### WORK REQUEST
Scan the entries for the word "price". Every line that has it should be copied.

### DATA PROVIDED

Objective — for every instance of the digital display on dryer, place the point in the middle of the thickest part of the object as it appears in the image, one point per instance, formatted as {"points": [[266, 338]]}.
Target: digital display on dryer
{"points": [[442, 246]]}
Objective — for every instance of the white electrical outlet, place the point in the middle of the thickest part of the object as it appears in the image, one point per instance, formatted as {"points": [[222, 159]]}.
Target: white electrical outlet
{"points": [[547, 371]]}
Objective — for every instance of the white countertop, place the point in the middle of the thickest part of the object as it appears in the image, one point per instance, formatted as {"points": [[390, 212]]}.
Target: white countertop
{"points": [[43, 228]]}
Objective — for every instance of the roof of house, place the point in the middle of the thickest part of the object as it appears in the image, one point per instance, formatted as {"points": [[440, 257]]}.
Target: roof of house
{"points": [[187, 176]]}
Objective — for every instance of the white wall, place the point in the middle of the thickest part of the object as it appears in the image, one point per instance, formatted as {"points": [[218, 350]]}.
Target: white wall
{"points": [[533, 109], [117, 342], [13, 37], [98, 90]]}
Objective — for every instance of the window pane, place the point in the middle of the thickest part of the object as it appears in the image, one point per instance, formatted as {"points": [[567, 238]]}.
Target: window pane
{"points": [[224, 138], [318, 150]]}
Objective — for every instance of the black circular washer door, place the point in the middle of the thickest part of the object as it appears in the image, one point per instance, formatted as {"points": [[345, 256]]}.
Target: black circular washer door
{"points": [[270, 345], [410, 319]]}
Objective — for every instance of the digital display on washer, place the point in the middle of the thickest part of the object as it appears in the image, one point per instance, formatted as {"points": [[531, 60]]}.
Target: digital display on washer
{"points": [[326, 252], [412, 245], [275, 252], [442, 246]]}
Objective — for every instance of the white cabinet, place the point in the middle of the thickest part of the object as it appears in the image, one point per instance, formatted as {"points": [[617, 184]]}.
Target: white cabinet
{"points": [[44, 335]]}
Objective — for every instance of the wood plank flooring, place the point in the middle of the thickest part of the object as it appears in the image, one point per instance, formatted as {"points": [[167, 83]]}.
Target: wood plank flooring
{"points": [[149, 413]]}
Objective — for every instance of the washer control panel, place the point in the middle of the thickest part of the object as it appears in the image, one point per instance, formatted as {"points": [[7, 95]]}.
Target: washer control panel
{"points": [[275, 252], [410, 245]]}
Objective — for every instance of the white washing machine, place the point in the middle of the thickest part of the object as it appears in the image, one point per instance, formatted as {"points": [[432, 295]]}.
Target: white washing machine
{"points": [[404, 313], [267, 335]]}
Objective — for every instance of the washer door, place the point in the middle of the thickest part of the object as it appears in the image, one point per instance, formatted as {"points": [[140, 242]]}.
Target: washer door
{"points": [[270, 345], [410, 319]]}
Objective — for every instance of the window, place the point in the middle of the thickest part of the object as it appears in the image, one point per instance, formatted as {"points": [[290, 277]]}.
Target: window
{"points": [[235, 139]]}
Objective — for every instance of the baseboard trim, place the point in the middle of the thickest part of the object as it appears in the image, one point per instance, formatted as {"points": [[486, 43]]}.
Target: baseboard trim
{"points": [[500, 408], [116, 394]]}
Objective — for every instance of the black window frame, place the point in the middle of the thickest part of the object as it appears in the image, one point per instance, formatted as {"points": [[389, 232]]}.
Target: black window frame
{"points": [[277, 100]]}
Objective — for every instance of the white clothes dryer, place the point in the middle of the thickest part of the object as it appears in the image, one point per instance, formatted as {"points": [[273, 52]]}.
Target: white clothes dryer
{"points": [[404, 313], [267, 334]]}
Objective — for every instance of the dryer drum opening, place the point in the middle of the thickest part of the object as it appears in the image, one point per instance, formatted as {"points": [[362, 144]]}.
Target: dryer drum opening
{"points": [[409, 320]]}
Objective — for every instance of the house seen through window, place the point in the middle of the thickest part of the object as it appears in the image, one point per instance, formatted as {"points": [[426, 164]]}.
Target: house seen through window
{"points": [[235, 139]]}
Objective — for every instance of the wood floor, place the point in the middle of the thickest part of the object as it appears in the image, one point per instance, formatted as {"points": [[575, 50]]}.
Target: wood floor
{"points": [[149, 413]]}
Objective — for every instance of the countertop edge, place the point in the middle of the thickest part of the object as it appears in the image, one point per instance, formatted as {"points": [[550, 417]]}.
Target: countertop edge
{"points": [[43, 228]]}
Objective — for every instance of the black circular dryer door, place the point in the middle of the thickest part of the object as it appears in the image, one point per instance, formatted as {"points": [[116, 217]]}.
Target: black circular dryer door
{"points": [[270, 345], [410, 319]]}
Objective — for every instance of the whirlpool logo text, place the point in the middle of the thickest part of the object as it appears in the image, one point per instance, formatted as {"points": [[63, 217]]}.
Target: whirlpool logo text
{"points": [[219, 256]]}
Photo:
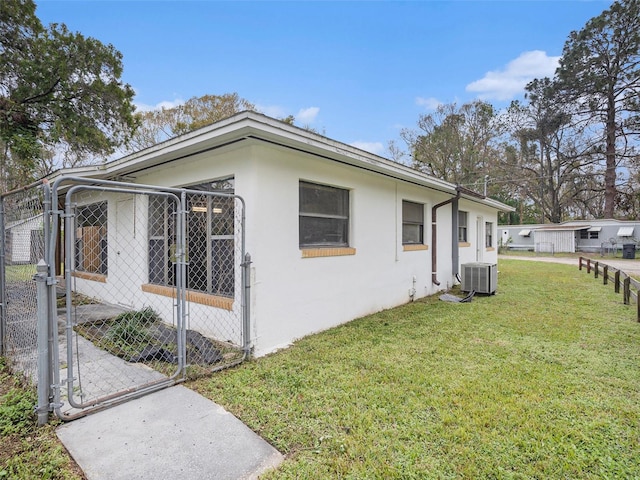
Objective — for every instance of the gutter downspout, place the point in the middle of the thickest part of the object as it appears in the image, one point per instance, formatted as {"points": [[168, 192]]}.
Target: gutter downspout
{"points": [[434, 236]]}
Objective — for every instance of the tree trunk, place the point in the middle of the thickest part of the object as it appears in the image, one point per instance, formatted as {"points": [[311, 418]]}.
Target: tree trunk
{"points": [[610, 173]]}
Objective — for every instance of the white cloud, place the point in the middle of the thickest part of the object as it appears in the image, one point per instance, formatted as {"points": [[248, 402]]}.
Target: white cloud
{"points": [[141, 107], [373, 147], [307, 115], [507, 83], [429, 103]]}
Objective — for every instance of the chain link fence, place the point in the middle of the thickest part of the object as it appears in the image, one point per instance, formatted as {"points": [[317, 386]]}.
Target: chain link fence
{"points": [[22, 226], [149, 285]]}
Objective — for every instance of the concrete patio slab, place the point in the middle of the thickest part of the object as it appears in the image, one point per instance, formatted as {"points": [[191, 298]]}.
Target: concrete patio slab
{"points": [[172, 433]]}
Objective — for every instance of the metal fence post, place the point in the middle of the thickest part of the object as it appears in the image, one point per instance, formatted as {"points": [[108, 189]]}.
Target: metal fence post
{"points": [[43, 341], [626, 293], [3, 318]]}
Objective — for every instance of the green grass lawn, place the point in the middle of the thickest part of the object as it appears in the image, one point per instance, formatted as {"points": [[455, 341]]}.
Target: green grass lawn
{"points": [[541, 380]]}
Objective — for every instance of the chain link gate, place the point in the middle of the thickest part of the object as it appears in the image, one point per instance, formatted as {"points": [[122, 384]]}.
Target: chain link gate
{"points": [[154, 290], [151, 288], [23, 245]]}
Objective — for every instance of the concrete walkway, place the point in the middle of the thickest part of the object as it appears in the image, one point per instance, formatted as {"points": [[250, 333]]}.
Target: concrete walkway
{"points": [[172, 433]]}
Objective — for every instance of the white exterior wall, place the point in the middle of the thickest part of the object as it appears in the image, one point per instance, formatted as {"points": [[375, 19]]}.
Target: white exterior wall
{"points": [[294, 296], [562, 241], [475, 249]]}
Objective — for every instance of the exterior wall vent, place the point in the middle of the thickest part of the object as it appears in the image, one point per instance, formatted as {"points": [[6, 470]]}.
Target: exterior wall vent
{"points": [[481, 277]]}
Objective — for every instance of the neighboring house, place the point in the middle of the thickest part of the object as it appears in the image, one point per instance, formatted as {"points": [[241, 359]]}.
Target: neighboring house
{"points": [[573, 236], [24, 240], [334, 232]]}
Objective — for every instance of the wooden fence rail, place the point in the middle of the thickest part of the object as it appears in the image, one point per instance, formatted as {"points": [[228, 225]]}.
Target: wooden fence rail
{"points": [[630, 286]]}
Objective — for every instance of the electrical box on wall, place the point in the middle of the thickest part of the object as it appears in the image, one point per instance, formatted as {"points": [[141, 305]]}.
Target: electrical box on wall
{"points": [[480, 277]]}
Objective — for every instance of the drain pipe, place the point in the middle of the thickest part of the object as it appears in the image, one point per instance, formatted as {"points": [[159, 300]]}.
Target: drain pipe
{"points": [[434, 236]]}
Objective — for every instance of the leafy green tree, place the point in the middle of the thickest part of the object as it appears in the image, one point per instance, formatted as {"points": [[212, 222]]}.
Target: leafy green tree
{"points": [[457, 144], [164, 123], [551, 154], [599, 73], [60, 95]]}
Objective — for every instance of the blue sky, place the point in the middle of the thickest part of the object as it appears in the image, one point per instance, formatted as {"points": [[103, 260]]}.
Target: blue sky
{"points": [[356, 71]]}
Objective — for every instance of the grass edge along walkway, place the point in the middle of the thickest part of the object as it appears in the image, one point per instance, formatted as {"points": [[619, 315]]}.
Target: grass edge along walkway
{"points": [[539, 381]]}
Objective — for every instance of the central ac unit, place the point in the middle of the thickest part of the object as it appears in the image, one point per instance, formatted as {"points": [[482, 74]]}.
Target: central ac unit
{"points": [[480, 277]]}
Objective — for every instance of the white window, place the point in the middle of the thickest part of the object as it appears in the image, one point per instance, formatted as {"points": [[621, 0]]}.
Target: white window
{"points": [[462, 226], [91, 238], [323, 216], [412, 223]]}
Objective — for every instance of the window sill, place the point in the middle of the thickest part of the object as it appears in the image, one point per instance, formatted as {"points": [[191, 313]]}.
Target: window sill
{"points": [[195, 297], [414, 247], [327, 252], [95, 277]]}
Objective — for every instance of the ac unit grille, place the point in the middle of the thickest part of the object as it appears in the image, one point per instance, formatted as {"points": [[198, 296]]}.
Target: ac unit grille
{"points": [[480, 277]]}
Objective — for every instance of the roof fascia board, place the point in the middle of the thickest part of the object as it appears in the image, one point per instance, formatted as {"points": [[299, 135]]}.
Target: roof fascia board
{"points": [[247, 125]]}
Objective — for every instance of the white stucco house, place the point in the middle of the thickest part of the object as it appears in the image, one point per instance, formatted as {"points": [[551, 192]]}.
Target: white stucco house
{"points": [[334, 232]]}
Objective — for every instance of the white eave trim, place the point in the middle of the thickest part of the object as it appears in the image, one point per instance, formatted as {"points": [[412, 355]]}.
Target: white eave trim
{"points": [[251, 126]]}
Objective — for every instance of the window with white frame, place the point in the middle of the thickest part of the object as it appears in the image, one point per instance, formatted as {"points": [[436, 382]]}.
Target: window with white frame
{"points": [[210, 246], [91, 238], [589, 234], [323, 216], [462, 226], [412, 223], [488, 238]]}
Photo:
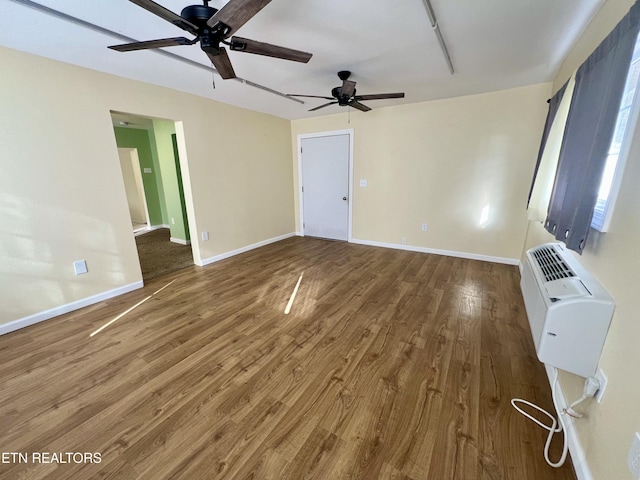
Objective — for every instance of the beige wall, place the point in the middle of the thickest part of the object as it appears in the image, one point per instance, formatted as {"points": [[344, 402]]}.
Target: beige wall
{"points": [[443, 163], [607, 431], [61, 192]]}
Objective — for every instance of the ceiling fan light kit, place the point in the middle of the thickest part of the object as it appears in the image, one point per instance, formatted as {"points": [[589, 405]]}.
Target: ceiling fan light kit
{"points": [[212, 28]]}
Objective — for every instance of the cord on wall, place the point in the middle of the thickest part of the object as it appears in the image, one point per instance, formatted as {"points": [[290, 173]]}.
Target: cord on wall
{"points": [[591, 386]]}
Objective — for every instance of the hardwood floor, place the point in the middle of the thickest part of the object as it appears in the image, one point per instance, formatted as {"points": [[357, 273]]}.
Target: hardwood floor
{"points": [[391, 365]]}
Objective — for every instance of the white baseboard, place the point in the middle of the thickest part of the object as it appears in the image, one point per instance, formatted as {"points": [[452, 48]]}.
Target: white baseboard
{"points": [[222, 256], [578, 457], [448, 253], [180, 241], [69, 307]]}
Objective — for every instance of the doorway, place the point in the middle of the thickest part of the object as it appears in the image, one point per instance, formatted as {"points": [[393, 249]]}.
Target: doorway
{"points": [[325, 166], [152, 177]]}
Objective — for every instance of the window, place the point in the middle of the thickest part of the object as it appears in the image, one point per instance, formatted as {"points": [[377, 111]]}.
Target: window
{"points": [[619, 148]]}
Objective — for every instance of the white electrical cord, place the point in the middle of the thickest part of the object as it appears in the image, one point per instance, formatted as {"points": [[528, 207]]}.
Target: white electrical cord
{"points": [[591, 387], [556, 425]]}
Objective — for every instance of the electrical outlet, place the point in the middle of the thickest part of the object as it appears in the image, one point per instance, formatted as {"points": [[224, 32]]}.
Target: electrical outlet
{"points": [[80, 267], [633, 460], [602, 378]]}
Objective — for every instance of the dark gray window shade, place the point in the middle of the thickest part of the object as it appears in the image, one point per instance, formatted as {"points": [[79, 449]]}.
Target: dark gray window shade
{"points": [[592, 117], [554, 104]]}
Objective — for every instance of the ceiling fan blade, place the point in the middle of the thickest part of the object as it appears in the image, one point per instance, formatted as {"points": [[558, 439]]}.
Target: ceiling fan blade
{"points": [[223, 64], [163, 42], [236, 13], [379, 96], [348, 87], [359, 106], [167, 15], [322, 106], [309, 96], [240, 44]]}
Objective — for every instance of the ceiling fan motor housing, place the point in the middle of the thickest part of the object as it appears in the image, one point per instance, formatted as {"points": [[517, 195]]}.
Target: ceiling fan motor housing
{"points": [[343, 100], [198, 14]]}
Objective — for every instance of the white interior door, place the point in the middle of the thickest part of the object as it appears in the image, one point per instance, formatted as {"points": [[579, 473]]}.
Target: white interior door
{"points": [[325, 186], [130, 164]]}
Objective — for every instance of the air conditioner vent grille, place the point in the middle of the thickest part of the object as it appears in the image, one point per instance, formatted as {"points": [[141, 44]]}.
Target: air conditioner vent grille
{"points": [[551, 264]]}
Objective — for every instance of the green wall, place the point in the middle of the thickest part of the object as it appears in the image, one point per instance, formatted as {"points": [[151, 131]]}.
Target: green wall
{"points": [[161, 136], [139, 139]]}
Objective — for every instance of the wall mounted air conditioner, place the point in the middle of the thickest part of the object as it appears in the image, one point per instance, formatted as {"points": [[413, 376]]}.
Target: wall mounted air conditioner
{"points": [[569, 311]]}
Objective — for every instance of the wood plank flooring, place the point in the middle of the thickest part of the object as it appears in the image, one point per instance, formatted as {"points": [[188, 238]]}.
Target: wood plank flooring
{"points": [[391, 365]]}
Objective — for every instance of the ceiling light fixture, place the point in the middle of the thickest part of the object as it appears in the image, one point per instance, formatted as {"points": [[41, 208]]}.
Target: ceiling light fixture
{"points": [[436, 29]]}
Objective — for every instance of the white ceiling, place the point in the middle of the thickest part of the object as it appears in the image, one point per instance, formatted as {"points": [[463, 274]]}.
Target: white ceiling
{"points": [[389, 46]]}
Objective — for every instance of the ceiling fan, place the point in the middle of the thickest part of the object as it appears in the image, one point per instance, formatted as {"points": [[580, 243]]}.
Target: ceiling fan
{"points": [[345, 95], [211, 28]]}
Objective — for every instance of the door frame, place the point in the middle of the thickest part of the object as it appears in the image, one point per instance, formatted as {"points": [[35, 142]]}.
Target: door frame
{"points": [[137, 174], [331, 133]]}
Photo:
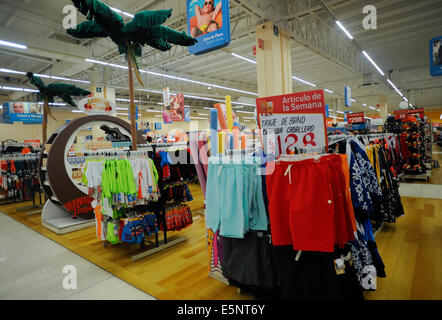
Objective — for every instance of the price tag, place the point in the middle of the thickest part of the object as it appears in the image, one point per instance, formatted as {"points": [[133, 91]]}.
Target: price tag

### RESULT
Objective — for every instance of the price tag, place the point in the middle of the thickest part of the object as it appears in the image, one point per instance, formatted as {"points": [[133, 91]]}.
Target: price tag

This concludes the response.